PROBLEMS TO WORK ON:
**a.** Revise the stretch of the Iulo disciplinary opinion from "Decided: July 7, 1989." through "Opposed -- None." so that "attorney" takes the place of "respondent".
**b.** Summarize the Iulo disciplinary opinion in two sentences.

Decided: July 7, 1989.

IN THE MATTER OF DENNIS J. IULO, AN ATTORNEY AT LAW


On an order to show cause why respondent should not be disbarred or otherwise disciplined.

For disbarment -- Justices Clifford, Handler, Pollock, O'Hern, Garibaldi and Stein. Opposed -- None.

Per Curiam

This disciplinary proceeding results from an audit of the trust funds of respondent, Dennis J. Iulo, by the Office of Attorney Ethics pursuant to Rule 1:21-6(c). In 1981, an attorney involved in a real estate closing with the respondent was aggrieved by the failure of respondent to pay off an outstanding mortgage on the involved property. When questioned about the failure to pay off the mortgage, respondent said that it had been an inadvertence. He mailed a $9,000 check to the mortgagee bank on May 29, 1981, but the other attorney soon learned that the check had bounced.

The matter was brought to the attention of the District XI Ethics Committee. Defendant had an accountant prepare a reconciliation of his trust account. This disclosed shortfalls in the trust account, which resulted in respondent's temporary suspension from the practice of law on December 17, 1982. 91 N.J. 618. This suspension was continued pursuant to a consent order. These discrepancies in respondent's account eventually led to an investigation by the Passaic County Prosecutor and resulted in the respondent's conviction by a jury of two counts of misapplication of entrusted property, in violation of N.J.S.A. 2C:21-15.

A run of records:
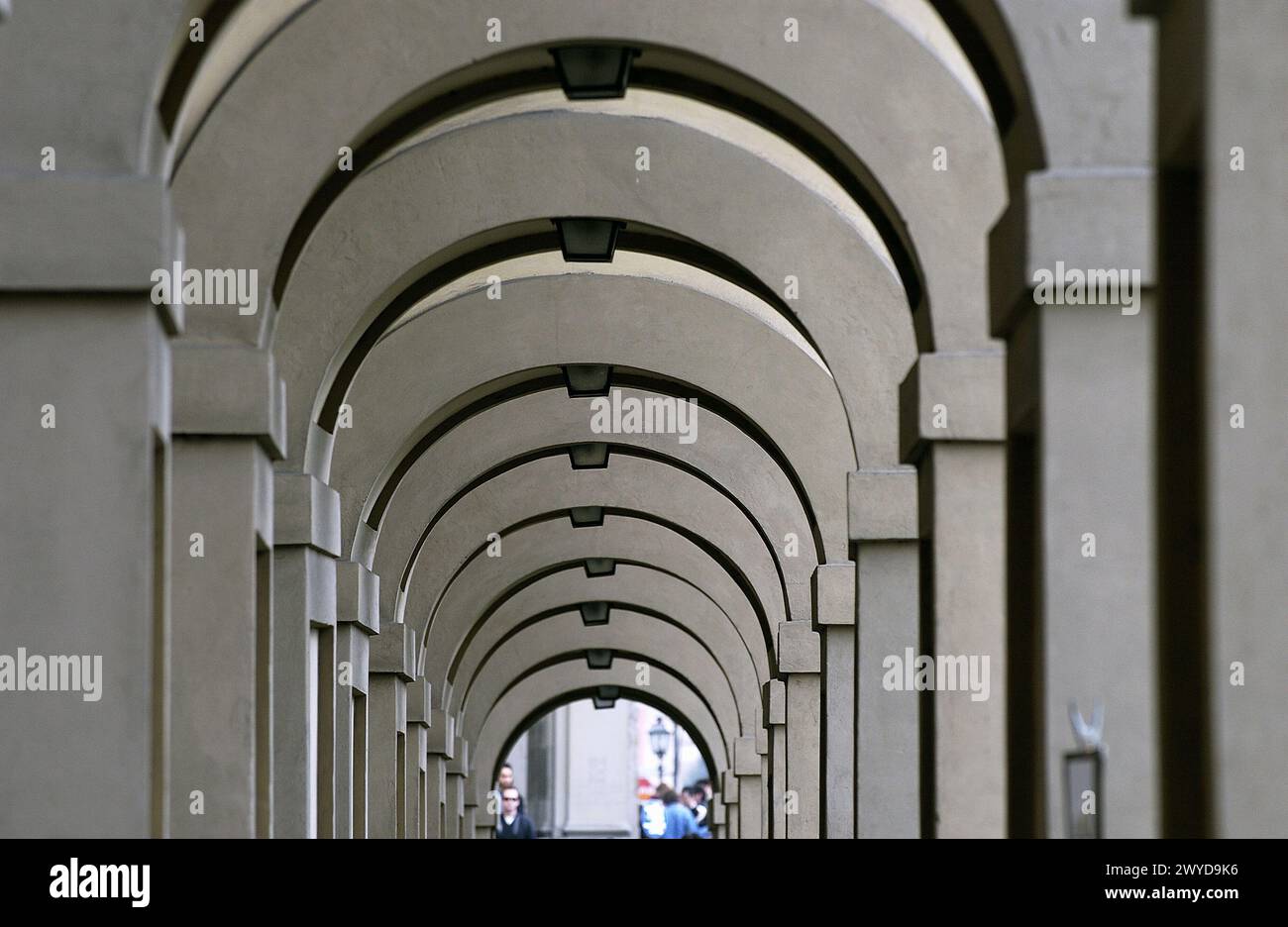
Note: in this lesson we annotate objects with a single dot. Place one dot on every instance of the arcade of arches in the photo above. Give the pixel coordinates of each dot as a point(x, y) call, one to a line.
point(378, 374)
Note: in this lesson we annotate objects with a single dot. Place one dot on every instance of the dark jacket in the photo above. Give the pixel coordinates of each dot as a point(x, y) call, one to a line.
point(519, 829)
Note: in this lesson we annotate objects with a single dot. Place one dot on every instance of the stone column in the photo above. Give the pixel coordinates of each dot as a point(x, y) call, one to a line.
point(357, 619)
point(748, 783)
point(1095, 479)
point(729, 798)
point(442, 746)
point(391, 668)
point(953, 426)
point(833, 613)
point(776, 764)
point(1223, 433)
point(222, 651)
point(888, 735)
point(458, 769)
point(419, 715)
point(85, 456)
point(305, 545)
point(800, 661)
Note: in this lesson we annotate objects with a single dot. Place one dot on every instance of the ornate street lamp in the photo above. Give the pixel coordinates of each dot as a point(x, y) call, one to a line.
point(657, 738)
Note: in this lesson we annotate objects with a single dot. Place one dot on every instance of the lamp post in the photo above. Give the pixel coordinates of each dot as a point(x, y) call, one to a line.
point(657, 738)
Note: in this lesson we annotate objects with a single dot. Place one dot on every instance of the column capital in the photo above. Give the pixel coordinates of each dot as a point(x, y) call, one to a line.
point(305, 513)
point(228, 389)
point(952, 395)
point(746, 759)
point(799, 649)
point(774, 695)
point(442, 734)
point(393, 651)
point(884, 503)
point(357, 596)
point(460, 761)
point(419, 704)
point(832, 586)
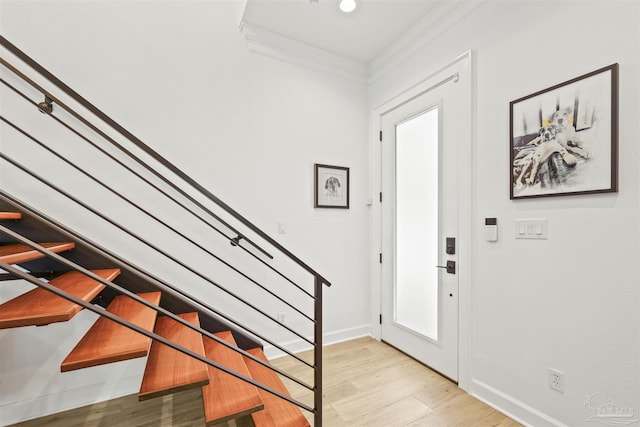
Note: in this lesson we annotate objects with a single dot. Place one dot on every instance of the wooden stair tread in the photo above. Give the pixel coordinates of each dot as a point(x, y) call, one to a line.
point(10, 215)
point(40, 307)
point(108, 341)
point(16, 253)
point(227, 397)
point(168, 370)
point(277, 412)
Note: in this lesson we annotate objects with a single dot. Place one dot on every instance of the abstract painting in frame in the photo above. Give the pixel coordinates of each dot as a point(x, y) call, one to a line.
point(564, 139)
point(331, 186)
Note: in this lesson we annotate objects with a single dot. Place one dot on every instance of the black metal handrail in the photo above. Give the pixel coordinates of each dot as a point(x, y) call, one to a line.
point(156, 156)
point(123, 291)
point(235, 237)
point(121, 262)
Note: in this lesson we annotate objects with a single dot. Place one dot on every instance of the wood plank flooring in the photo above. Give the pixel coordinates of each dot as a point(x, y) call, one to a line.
point(366, 383)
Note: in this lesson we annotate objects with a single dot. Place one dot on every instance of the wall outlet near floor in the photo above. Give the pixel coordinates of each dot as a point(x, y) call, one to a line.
point(556, 380)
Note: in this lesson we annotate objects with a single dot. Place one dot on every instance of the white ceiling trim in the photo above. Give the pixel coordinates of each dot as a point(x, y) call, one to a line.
point(445, 15)
point(274, 45)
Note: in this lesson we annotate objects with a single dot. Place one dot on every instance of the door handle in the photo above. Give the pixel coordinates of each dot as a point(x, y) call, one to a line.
point(450, 267)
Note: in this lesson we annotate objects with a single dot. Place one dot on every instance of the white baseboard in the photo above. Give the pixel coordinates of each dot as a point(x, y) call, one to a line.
point(510, 406)
point(41, 406)
point(296, 346)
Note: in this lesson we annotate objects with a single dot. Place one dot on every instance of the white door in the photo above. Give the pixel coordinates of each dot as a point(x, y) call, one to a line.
point(420, 165)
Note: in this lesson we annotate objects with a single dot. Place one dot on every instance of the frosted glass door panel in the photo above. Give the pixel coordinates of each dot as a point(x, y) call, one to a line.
point(417, 195)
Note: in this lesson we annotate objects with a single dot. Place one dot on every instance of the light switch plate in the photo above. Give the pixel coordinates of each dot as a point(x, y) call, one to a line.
point(535, 228)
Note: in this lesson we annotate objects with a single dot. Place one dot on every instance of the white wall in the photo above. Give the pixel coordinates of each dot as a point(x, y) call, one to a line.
point(249, 128)
point(570, 302)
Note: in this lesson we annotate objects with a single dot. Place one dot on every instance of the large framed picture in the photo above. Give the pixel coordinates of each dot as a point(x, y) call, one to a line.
point(331, 187)
point(564, 139)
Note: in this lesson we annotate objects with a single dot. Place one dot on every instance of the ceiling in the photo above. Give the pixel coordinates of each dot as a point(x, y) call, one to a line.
point(361, 35)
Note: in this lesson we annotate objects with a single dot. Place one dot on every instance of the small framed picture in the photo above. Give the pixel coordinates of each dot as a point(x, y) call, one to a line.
point(564, 139)
point(331, 187)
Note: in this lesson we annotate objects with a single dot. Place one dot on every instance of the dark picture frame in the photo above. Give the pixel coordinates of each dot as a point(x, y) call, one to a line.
point(564, 139)
point(331, 186)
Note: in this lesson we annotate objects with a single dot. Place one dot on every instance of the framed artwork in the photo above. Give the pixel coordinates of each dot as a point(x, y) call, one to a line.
point(564, 139)
point(331, 187)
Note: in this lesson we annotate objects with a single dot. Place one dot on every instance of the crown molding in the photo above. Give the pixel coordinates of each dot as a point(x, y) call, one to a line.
point(442, 17)
point(268, 43)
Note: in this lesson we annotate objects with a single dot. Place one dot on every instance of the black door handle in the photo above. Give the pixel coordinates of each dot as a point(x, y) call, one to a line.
point(450, 267)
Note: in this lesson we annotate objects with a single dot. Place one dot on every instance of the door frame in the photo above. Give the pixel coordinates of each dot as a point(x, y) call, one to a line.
point(465, 204)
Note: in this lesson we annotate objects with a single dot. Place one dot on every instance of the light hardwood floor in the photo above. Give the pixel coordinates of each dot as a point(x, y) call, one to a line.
point(366, 383)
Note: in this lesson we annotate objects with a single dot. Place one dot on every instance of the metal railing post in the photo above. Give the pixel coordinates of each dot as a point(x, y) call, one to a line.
point(317, 354)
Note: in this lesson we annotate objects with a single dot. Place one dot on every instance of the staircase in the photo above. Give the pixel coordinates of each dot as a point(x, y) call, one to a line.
point(168, 370)
point(189, 343)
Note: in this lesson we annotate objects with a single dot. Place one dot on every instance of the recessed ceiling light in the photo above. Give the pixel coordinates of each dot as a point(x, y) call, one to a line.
point(347, 6)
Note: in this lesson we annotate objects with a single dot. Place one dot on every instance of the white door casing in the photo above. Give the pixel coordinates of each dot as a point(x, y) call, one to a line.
point(448, 91)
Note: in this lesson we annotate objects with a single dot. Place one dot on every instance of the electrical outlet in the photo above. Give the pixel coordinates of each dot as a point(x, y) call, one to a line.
point(556, 380)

FULL ANSWERS:
**a.**
Decided: July 7, 1989.

IN THE MATTER OF DENNIS J. IULO, AN ATTORNEY AT LAW


On an order to show cause why attorney should not be disbarred or otherwise disciplined.

For disbarment -- Justices Clifford, Handler, Pollock, O'Hern, Garibaldi and Stein. Opposed -- None.

**b.** The disciplinary proceeding against Dennis J. Iulo arose from an Office of Attorney Ethics audit of his trust funds, after he failed to pay off a mortgage at a 1981 real estate closing and his $9,000 check to the mortgagee bank bounced. A reconciliation of his trust account revealed shortfalls that led to his temporary suspension in December 1982 and, after an investigation by the Passaic County Prosecutor, his jury conviction on two counts of misapplication of entrusted property, and all six participating justices voted for disbarment.